◆ Texte à lire ◆
:::::

Non. Tout cela ne veut pas dire que nous sommes pleinement satisfaits de notre présence sur le territoire. Nous restons très urbains et notre implantation est encore problématique dans les zones les plus rurales.
Vous allez opérer jeudi un « retour » sur la loi HPST. Commencez-vous à mesurer les effets de ce texte ?
C’est un peu tôt. Nous faisons partie de ceux qui ont été satisfaits des mesures arrêtées. Et je note qu’au niveau de la procédure réglementaire, nous sommes associés aux travaux. Je ne dis pas cela pour faire plaisir à Roselyne Bachelot mais parce que nous serions très ingrats de ne pas le relever. Jeudi, au cours de la table ronde que nous consacrons à la loi, nous allons expliquer à nos adhérents que des dispositifs existent désormais (les conférences régionales, les coopérations avec les professionnels libéraux, les communautés hospitalières de territoire…) et qu’il va falloir s’en saisir ! Nous poursuivrons ce faisant notre effort de professionnalisation. Car c’est ainsi que nous renforçons la relation de confiance que nous avons avec, par exemple, les hôpitaux. Or elle est essentielle : ils doivent savoir que quand ils nous confient des patients, ils le font dans des conditions de qualité et de sécurité absolue. Il y a encore trop de confusions, trop de craintes.

:::::

◆ Données sources ◆
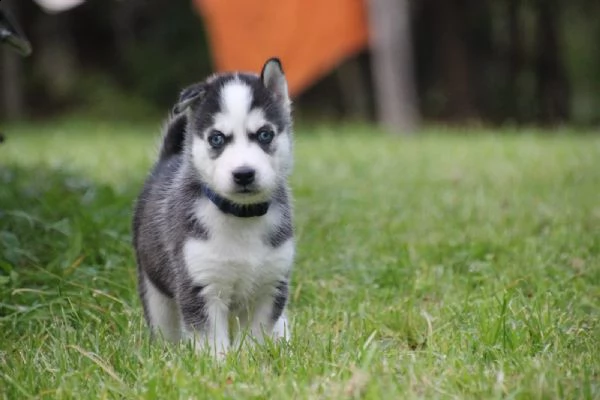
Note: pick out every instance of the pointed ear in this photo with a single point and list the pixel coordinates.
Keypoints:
(190, 95)
(274, 80)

:::::

Prolongez l'entretien sur la loi HPST en reprenant juste après sa dernière phrase.

◆ Réponse ◆
Des freins demeurent-ils au développement de l’HAD ?
Je crois qu’avec la loi HPST après d’autres textes, nous disposons désormais d’une boîte à outils. S’il reste des freins, ce sont des réticences d’ordre psychologique. L’assurance-maladie, par exemple, est parfois tentée de se demander s’il n’y a pas des choses qu’elle pourrait payer moins cher en SSIAD [services de soins infirmiers à domicile] ou si des médecins libéraux s’en chargeaient. À nous de lui apporter la preuve de notre crédibilité. Notre discours n’est vraiment plus « levez-nous des freins » ; il est devenu « laissez-nous montrer que nous sommes de qualité ».
Il s’est dit que la T2A (tarification à l’activité) était dissuasive dans la mesure où un malade qui sort de l’hôpital est moins « rémunérateur » pour l’institution. Est-ce vrai ?
Il faut que les hôpitaux comprennent que s’ils se séparent des patients que nous pouvons prendre en charge – souvent des patients lourds mais ne nécessitant presque plus d’actes « à valeur ajoutée » –, ils vont libérer des lits où ils pourront accueillir des patients recevant des soins plus techniques, lesquels patients sont sans doute plus attractifs pour des jeunes spécialistes, etc. On peut réamorcer ainsi un cercle vertueux !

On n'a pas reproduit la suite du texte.